◆ DATA SUPPLIED

'''

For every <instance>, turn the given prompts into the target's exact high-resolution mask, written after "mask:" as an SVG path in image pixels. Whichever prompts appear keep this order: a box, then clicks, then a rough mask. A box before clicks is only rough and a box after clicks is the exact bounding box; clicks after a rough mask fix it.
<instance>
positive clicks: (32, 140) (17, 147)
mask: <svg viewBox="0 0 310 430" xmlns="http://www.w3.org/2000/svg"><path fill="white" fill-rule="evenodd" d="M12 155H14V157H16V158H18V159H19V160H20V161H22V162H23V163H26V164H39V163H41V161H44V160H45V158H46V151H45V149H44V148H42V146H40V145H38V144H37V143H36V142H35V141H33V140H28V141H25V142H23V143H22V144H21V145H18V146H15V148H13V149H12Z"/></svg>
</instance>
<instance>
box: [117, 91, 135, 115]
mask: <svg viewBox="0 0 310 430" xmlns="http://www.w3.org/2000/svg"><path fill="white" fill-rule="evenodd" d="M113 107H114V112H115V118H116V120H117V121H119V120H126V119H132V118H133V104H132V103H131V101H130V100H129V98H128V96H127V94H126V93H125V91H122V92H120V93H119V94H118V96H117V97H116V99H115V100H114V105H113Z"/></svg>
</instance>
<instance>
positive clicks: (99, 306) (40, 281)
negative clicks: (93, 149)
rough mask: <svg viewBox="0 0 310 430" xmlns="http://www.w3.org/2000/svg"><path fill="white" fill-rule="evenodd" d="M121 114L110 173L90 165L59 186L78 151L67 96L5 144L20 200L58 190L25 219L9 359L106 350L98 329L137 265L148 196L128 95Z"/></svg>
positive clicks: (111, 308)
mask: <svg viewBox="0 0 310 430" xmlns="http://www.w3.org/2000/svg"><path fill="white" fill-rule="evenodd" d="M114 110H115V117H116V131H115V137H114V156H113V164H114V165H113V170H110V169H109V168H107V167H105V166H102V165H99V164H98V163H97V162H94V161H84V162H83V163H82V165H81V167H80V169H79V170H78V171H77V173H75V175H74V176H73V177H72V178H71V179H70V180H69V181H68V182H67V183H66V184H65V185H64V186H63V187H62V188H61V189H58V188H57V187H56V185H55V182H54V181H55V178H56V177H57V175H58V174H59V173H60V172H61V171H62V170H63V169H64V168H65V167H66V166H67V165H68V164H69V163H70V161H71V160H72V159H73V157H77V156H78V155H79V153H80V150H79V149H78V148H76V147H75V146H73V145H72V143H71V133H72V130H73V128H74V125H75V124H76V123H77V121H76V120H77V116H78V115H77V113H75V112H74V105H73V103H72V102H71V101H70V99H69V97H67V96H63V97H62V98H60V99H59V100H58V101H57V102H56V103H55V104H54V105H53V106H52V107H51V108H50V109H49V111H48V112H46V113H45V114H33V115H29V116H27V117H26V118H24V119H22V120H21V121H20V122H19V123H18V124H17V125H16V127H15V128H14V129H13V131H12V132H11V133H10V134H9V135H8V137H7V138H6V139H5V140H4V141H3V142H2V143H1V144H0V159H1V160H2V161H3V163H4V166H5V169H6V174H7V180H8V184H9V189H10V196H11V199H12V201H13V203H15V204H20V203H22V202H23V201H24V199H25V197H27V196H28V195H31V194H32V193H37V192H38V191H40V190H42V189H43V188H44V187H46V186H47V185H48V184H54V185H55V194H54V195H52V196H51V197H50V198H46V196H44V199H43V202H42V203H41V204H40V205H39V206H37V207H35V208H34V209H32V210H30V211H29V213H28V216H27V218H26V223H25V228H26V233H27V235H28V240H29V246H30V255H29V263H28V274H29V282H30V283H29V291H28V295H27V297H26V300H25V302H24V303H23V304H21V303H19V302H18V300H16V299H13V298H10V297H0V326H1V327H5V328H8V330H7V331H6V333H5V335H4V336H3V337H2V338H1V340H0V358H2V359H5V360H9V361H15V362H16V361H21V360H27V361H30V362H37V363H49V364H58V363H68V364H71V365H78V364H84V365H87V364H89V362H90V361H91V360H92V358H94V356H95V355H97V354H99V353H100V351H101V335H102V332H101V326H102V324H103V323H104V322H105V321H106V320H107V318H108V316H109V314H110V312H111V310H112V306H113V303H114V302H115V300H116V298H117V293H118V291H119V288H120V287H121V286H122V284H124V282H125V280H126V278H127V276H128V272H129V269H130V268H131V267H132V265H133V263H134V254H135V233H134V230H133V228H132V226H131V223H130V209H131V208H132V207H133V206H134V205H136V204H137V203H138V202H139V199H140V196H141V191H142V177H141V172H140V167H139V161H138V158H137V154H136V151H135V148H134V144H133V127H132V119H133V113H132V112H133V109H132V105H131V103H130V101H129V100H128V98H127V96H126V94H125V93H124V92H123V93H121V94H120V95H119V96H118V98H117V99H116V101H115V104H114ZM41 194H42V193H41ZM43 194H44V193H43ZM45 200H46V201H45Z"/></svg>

'''

◆ WORK ORDER
Extract from the records above the lines from the one containing "positive clicks: (99, 306) (40, 281)" to the one containing "rough mask: <svg", both lines included, exactly as they appear and with nothing else.

◆ RESULT OF THIS EXERCISE
positive clicks: (99, 306) (40, 281)
negative clicks: (93, 149)
rough mask: <svg viewBox="0 0 310 430" xmlns="http://www.w3.org/2000/svg"><path fill="white" fill-rule="evenodd" d="M121 114L110 173L90 165L59 186L78 151L67 96L5 144L20 200L58 190L25 219L9 359L106 350L98 329L137 265L148 196L128 95Z"/></svg>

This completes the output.